- **Quoted text**:

It is in light of this possibility--that a redistributionist policy would have broad support if people understood the realities--that we should consider Armey's The Freedom Revolution. The good news is that Armey apparently takes his new duties as majority leader seriously; he couldn't have taken much time off to write this book. The Freedom Revolution consists largely of standard conservative bromides, backed by a number of unsupported assertions. (As far as I can see, not a single source is cited.)
Despite the book's sloppiness, its message is extremely important--important, that is, to understand as false. The majority leader, a former economics professor, tries to defuse the issue of income inequality by claiming, in essence, that we really are still a society of middle-class fishermen. We can all prosper, he says, if the government would only get out of the way.
First, Armey denies that the eighties were a period in which the rich got richer and the poor got poorer. "The statisticians," he writes, "break our population into five income groups, called quintiles. During the eighties they gained in average real income as follows:
Lowest quintile--up 12.2 percent.
Second-lowest--up 10.1 percent.
Middle--up 10.7 percent.
Second-highest--up 11.6 percent.
Highest--up 18.8 percent."
The source for this data, not cited, is the Bureau of the Census's Current Population Report. This is helpful to know, because if you check Armey's facts you will find that he is fibbing a bit. These figures are not income gains for all of the eighties, but only from 1983 to 1989. Immediately preceding that recovery, the economy experienced a savage recession, the worst since the Great Depression, that affected the poor much more severely than the rich. The first column of the table below gives the percentage changes for the slump years from 1979 to 1983.
Conservatives will say, "The recession was Carter's fault, while the recovery proved the success of Reagan's policies." But put politics aside for a moment and accept this simple fact: At the end of the '83 to '89 recovery, the bottom quintile was still worse off than it was in 1979, while the only really large gains over the decade went to the top quintile. If one takes the long view, as in the second column of the table (which measures from the business cycle peak in 1973), one sees an overwhelming picture of radically-growing inequality. And one might correctly suspect even from these data that the pattern continued inside the top quintile, i.e., that the top 5 and the top 1 percent did better still.
When Armey (with his Ph.D. in economics) wrote this passage, he must have had the same table in front of him that I am looking at now. He must therefore have known that he was, strictly speaking, lying when he described his data as being what happened during the "eighties," and could not have failed to notice that, even at the end of his carefully selected period, incomes were far more unequal than they had been in the seventies. In other words, the passage is a deliberate attempt to mislead the reader.
It gets even better. Armey cites a study that shows that there is huge income mobility in America. The message here is simple: Don't worry that some people find gold and some don't--next year you may be the winner. He gives numbers saying that fewer than 15 percent of the "folks" who were in the bottom quintile in 1979 were still there in 1988. He then asserts that it was more likely that someone would move from the bottom quintile to the top than he would stay in place. Again, he doesn't cite the source, but these are familiar numbers. They come from a botched 1992 Bush Administration study, a study that was immediately ridiculed and which its authors would just as soon forget.
This is why: The study tracked a number of people who had paid income taxes in each of the years from 1979 to 1988. Since only about half the working population actually paid taxes over the entire period, this meant that the study was already biased towards tracking the relatively successful. And these earners were then compared to the population at large. So the study showed that in 1979, 28 percent of this studied population was in the bottom 20 percent of the whole population; by 1988 that figure was only 7 percent.

- **Task to complete**: Please copy part of the review of Armey's book word for word, starting at the words "It is in light" and stopping after "source is cited.)". The rows have no connection to the review of Armey's book.

- **Supplied information**:

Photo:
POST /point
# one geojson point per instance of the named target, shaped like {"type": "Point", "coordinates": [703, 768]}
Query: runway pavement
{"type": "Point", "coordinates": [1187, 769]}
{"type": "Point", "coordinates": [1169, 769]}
==
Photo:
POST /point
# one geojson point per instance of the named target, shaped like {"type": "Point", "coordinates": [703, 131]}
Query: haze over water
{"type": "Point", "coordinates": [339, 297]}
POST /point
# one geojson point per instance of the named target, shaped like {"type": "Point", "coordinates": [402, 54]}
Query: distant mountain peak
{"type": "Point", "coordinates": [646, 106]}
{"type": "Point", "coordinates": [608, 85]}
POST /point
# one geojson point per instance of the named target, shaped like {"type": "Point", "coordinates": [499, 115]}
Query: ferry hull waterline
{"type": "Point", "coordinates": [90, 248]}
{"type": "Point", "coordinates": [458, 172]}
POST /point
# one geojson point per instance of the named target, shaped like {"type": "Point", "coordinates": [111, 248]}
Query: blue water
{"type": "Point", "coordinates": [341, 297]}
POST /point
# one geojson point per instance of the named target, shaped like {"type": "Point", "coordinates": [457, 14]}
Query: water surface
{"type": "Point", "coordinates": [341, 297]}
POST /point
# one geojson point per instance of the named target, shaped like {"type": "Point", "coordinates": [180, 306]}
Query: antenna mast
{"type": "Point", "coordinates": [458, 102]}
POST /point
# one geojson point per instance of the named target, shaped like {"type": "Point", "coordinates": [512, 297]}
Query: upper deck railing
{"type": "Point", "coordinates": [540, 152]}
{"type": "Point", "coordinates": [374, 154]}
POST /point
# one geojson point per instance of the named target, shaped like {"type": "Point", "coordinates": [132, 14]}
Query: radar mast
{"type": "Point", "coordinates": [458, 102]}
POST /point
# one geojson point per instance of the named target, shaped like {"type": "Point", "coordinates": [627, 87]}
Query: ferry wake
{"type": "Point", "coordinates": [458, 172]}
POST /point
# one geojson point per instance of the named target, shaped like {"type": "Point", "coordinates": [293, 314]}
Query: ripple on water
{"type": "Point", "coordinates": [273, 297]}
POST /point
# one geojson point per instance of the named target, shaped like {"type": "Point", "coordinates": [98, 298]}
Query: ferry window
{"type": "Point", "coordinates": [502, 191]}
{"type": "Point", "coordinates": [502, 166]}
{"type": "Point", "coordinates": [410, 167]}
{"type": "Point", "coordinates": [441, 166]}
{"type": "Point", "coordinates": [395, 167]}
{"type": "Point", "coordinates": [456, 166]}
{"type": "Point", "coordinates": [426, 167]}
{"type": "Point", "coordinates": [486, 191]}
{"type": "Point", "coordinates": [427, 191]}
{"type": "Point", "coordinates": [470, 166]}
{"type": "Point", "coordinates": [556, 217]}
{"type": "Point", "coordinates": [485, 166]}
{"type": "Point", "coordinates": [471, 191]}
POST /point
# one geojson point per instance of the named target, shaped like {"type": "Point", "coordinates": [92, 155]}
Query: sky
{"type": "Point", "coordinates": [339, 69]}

- **Exercise answer**:
It is in light of this possibility--that a redistributionist policy would have broad support if people understood the realities--that we should consider Armey's The Freedom Revolution. The good news is that Armey apparently takes his new duties as majority leader seriously; he couldn't have taken much time off to write this book. The Freedom Revolution consists largely of standard conservative bromides, backed by a number of unsupported assertions. (As far as I can see, not a single source is cited.)